── Entries supplied
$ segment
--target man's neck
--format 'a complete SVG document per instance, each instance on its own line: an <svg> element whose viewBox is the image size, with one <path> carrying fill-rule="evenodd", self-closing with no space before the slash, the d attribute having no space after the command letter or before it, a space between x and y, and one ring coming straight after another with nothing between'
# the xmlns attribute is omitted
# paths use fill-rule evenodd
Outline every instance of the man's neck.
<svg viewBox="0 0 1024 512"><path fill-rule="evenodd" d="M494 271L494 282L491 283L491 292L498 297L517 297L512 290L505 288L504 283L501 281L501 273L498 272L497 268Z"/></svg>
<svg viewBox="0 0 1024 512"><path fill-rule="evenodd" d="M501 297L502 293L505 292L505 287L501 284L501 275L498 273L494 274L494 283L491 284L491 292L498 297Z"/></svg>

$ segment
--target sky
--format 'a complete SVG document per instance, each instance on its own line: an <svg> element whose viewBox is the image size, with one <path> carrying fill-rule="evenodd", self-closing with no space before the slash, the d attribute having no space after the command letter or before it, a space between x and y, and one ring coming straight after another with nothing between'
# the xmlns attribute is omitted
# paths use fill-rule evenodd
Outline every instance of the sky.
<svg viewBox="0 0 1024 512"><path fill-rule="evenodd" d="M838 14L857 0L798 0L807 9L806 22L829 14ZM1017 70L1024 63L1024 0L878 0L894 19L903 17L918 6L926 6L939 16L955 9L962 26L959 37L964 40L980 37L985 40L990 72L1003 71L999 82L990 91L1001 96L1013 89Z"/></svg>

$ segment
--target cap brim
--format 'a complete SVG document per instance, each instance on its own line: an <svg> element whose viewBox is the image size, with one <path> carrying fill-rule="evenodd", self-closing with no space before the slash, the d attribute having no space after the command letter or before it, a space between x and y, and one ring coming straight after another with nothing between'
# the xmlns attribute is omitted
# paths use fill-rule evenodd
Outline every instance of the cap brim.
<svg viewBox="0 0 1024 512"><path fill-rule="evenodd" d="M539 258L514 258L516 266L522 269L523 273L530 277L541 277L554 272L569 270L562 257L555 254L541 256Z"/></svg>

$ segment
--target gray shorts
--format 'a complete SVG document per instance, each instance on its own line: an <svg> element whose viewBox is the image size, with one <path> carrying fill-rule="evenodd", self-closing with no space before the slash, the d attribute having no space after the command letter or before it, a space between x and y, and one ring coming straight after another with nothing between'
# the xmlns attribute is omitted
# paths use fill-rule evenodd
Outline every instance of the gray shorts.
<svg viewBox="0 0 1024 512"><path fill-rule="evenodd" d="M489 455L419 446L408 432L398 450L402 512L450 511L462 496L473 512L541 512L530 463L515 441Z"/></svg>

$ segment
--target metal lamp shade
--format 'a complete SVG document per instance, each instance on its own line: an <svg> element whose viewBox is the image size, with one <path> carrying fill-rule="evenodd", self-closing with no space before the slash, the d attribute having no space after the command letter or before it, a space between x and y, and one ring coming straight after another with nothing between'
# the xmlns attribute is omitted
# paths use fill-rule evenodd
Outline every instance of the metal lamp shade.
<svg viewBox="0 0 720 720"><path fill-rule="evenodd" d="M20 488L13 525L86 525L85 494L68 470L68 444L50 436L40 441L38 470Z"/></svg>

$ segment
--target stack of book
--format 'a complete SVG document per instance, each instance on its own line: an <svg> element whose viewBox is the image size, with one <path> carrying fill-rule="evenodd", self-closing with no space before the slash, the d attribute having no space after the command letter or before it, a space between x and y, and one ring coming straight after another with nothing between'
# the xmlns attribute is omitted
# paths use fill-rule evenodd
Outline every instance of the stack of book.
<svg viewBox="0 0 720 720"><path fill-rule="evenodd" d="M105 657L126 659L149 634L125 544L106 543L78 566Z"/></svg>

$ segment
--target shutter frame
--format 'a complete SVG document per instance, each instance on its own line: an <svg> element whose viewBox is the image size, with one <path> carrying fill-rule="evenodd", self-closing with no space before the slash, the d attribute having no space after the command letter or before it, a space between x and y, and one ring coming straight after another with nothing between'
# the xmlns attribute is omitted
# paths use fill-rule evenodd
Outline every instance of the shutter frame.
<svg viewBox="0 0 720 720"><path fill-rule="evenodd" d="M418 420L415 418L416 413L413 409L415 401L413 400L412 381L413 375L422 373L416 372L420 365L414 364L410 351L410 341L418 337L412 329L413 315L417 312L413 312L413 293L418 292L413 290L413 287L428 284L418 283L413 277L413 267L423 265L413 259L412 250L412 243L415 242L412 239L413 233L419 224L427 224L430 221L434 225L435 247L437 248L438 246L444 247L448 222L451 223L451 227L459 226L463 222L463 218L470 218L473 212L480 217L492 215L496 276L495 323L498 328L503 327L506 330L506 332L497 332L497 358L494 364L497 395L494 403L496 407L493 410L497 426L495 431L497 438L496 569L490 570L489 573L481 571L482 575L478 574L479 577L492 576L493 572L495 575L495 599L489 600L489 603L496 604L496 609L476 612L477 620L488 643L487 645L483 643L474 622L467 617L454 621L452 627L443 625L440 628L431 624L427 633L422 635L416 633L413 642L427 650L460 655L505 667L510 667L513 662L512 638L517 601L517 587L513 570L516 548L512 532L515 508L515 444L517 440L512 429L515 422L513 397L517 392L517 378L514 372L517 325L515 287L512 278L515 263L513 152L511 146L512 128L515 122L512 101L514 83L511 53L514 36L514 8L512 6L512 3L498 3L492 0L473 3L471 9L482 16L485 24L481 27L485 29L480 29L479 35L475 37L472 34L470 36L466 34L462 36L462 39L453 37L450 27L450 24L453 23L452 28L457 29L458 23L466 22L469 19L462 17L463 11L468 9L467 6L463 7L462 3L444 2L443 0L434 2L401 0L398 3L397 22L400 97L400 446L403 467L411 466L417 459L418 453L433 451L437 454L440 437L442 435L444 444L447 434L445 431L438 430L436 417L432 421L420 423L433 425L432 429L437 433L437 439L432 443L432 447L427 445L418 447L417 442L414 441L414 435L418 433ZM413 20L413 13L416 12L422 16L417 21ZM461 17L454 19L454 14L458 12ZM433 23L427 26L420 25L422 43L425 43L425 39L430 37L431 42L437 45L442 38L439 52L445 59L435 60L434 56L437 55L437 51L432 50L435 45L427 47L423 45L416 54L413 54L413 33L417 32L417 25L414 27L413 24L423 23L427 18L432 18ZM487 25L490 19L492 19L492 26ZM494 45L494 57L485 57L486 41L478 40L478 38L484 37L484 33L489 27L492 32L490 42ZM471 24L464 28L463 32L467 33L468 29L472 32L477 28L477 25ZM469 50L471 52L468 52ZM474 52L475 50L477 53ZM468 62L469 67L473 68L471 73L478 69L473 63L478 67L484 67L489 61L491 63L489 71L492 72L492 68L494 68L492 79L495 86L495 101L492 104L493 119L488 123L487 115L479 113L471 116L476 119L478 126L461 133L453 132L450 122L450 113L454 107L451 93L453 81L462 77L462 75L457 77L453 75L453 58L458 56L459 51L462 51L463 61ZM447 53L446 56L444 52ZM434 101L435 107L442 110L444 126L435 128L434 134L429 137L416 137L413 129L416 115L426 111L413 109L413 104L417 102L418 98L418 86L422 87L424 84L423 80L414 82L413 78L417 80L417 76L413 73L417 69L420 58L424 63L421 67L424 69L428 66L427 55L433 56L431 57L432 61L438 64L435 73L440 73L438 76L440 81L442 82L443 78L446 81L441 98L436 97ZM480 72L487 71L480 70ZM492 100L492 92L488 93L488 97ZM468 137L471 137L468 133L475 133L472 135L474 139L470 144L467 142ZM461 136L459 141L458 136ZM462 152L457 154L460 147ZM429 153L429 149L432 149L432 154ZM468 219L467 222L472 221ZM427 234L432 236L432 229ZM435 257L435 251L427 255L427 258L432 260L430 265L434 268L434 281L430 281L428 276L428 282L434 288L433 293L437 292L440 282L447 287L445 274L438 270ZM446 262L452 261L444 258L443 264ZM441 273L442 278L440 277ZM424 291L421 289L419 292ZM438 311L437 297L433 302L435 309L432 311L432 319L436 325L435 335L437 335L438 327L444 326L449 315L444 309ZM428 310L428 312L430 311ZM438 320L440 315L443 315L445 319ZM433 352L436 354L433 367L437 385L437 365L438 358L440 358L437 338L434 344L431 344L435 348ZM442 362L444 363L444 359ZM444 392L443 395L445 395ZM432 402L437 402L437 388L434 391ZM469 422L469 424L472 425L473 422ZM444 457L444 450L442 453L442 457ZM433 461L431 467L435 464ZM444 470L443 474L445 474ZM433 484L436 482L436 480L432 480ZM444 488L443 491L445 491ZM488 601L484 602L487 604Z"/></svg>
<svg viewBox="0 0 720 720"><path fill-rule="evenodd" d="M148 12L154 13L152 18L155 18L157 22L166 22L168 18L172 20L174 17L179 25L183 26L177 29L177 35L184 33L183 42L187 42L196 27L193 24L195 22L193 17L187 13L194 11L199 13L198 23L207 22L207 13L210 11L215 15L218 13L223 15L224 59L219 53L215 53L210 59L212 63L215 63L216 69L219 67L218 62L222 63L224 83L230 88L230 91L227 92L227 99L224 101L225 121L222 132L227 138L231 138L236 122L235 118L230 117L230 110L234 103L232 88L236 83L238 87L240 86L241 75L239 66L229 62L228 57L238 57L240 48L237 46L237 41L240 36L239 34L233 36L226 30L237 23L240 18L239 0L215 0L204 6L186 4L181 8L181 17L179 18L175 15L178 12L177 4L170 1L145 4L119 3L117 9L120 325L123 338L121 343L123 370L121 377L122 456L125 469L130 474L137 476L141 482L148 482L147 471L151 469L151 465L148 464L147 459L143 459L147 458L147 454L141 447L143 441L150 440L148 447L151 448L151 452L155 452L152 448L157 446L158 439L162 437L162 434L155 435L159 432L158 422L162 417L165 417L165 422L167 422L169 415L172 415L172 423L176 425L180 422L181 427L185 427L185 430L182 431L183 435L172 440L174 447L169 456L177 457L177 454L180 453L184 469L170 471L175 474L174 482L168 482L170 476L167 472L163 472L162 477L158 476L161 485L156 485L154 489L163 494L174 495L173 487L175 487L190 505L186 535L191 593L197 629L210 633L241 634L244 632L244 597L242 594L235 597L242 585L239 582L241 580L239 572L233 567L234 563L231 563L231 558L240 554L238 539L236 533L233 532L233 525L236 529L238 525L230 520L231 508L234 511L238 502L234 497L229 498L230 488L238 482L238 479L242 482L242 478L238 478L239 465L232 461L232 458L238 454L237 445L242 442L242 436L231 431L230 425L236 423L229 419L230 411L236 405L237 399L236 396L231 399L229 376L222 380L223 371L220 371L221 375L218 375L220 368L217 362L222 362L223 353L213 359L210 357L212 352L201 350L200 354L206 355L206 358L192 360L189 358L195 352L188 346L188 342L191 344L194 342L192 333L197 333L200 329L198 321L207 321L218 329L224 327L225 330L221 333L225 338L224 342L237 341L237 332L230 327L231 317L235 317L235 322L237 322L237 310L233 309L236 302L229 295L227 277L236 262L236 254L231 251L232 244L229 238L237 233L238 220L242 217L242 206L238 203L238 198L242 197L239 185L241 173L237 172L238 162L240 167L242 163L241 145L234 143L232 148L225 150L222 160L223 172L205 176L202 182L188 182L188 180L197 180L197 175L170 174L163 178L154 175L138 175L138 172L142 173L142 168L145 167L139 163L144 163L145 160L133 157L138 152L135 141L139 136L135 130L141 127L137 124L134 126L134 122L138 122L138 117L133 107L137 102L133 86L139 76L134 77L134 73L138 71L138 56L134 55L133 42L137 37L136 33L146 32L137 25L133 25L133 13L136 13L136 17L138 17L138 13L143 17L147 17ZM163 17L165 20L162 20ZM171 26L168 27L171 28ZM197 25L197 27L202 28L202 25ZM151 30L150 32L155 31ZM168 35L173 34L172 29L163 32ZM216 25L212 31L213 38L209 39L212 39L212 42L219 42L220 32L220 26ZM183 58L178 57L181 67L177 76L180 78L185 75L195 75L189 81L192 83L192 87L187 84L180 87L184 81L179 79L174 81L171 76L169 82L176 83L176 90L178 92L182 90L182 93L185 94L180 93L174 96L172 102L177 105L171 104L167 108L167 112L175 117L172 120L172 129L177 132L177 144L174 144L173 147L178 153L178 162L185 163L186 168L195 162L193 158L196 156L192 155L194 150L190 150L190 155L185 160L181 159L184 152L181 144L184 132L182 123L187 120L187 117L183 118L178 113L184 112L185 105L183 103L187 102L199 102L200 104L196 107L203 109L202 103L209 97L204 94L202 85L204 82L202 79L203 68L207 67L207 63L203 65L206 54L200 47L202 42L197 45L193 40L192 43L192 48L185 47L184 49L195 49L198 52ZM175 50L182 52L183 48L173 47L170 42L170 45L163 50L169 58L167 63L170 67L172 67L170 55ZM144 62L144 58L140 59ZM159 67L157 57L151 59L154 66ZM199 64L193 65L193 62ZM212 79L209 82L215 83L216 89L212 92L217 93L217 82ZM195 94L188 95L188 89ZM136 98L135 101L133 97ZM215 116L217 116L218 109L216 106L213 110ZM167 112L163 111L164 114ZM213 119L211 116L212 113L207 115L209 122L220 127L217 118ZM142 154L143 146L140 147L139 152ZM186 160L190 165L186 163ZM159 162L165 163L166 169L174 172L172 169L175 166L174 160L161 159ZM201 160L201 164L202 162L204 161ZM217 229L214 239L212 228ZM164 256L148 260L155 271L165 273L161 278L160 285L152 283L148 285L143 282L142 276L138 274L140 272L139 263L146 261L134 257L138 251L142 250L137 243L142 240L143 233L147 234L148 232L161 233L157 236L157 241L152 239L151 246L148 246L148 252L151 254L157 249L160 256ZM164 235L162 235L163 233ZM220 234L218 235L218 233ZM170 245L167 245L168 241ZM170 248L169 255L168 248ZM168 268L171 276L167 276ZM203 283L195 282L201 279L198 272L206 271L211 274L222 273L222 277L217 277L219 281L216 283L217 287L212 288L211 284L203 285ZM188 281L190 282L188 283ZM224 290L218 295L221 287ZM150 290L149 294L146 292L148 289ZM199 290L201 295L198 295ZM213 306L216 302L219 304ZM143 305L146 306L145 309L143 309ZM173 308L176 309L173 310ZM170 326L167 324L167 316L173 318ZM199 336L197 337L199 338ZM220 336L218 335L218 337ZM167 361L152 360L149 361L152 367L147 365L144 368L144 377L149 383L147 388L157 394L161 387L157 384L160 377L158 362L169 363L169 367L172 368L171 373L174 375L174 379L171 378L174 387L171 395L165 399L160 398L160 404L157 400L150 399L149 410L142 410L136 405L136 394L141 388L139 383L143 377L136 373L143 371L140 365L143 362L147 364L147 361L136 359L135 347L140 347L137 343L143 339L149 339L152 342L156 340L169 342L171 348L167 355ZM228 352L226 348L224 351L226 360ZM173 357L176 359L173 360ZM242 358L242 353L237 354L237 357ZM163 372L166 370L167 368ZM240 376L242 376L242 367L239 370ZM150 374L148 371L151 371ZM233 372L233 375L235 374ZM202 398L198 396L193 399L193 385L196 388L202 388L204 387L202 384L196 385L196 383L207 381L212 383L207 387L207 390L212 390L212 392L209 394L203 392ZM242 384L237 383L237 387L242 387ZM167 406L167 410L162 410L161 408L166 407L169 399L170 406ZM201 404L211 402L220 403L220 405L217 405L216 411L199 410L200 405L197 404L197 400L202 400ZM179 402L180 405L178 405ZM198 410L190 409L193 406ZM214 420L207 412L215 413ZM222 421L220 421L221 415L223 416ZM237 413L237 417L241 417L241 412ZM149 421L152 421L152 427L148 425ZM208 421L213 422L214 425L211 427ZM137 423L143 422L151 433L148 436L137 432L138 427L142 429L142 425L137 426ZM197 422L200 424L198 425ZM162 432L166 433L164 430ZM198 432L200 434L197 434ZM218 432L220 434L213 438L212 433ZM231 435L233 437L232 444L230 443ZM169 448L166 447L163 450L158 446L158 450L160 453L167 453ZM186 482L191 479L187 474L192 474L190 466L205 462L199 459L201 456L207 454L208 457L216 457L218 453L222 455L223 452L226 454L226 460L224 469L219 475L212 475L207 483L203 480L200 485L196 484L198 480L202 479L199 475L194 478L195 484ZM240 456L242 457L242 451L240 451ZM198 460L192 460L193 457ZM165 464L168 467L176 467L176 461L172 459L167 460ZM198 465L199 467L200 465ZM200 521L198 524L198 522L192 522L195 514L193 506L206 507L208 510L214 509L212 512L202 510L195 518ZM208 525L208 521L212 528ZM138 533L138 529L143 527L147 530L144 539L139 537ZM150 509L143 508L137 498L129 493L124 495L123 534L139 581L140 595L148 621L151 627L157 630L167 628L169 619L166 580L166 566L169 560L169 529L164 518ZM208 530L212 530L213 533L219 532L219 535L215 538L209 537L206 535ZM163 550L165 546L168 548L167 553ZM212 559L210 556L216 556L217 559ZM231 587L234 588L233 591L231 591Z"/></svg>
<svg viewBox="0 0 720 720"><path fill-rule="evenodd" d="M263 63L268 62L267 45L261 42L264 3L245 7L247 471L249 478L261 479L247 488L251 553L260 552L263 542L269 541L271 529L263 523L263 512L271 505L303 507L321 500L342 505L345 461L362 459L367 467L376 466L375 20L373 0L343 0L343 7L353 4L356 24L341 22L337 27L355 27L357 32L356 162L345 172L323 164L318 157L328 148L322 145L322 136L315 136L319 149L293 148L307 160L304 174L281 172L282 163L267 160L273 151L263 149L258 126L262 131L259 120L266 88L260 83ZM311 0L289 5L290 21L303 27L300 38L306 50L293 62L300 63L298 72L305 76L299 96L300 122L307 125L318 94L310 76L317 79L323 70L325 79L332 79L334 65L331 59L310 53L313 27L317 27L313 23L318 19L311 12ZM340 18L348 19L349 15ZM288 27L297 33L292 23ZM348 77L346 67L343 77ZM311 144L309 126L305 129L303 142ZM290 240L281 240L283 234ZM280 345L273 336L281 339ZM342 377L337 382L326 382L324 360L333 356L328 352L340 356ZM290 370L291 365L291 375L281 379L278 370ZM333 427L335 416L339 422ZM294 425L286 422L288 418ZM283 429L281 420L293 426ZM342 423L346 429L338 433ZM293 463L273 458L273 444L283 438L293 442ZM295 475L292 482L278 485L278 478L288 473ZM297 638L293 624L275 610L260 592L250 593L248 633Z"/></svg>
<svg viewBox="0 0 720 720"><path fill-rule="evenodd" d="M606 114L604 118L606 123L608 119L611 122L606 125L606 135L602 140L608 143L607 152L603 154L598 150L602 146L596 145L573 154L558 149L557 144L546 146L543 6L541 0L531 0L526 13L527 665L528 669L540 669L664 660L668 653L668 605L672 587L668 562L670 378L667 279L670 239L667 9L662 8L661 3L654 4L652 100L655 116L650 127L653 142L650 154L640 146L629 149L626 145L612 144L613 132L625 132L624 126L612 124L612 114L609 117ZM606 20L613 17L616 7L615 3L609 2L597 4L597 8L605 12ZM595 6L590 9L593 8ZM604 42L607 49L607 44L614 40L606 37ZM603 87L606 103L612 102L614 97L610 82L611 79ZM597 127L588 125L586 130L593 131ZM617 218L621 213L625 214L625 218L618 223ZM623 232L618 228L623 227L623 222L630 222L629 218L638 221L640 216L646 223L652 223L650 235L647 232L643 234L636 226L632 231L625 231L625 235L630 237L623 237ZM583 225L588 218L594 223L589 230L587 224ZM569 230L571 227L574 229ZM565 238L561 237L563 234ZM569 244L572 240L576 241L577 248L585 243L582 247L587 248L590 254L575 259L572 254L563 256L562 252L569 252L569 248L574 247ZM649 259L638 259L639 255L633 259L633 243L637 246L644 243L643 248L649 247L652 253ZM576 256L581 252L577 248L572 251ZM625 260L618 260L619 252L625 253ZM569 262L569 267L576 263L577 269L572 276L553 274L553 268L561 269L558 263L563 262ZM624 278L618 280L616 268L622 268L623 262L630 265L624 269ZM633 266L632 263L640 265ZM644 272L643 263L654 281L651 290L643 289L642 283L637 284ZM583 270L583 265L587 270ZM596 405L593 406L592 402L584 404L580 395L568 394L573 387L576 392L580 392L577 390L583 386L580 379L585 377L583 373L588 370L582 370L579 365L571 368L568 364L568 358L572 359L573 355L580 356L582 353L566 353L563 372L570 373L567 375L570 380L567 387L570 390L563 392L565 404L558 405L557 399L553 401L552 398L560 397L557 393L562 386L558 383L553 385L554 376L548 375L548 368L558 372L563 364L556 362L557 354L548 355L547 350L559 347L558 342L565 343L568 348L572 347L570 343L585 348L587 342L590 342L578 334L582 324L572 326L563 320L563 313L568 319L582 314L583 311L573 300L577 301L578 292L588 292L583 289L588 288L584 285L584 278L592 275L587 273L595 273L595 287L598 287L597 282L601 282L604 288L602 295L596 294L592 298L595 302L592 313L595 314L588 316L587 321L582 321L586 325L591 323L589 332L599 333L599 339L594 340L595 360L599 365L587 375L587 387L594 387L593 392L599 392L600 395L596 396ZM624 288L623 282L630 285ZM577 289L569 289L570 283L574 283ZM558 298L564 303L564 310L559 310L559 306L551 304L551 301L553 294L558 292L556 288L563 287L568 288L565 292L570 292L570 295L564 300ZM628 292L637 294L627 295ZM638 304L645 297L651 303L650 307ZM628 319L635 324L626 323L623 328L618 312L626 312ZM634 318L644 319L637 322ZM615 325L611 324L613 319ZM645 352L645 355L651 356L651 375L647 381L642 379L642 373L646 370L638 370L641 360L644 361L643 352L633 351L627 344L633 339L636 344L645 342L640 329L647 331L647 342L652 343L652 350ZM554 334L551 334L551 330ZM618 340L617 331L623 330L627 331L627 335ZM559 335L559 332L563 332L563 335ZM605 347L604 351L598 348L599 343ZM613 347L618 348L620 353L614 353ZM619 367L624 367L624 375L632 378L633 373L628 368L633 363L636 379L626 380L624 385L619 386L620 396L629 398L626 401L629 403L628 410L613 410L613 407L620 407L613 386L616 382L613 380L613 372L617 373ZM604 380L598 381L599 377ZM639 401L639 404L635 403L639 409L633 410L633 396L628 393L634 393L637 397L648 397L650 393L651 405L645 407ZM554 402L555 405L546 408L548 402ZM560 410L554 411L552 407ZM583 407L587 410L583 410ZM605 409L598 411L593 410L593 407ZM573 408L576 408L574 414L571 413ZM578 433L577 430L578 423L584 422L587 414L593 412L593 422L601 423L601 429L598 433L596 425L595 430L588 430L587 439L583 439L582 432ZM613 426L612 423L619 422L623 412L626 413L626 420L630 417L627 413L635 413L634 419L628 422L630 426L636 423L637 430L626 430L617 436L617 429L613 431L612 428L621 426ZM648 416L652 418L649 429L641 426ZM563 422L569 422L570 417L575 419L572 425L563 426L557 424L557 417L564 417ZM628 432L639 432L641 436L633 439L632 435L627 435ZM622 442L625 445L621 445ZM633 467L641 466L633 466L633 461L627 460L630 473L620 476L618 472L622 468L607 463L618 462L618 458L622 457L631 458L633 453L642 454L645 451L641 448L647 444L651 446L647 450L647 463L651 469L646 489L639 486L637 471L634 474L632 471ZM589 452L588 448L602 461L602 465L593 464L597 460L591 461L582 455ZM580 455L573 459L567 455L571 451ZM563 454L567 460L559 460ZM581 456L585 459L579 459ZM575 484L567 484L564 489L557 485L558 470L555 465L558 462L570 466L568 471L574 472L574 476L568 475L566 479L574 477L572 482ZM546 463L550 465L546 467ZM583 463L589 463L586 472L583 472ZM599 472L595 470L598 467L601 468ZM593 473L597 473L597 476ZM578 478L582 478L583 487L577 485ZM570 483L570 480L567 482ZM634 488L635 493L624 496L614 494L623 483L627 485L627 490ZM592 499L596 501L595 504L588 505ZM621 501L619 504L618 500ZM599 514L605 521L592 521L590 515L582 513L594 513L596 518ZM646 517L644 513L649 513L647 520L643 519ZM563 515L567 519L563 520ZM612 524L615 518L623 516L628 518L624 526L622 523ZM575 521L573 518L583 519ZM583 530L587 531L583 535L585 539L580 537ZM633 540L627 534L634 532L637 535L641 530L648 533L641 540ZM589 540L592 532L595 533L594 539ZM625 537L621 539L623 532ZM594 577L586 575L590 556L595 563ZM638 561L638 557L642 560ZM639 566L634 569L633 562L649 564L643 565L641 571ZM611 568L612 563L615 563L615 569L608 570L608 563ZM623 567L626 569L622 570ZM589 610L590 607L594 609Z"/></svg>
────
* _Your assignment_:
Go through the preceding material and copy each line that has the word "target".

* _Exercise output_:
--target man's neck
--target sky
--target cap brim
--target gray shorts
--target metal lamp shade
--target stack of book
--target shutter frame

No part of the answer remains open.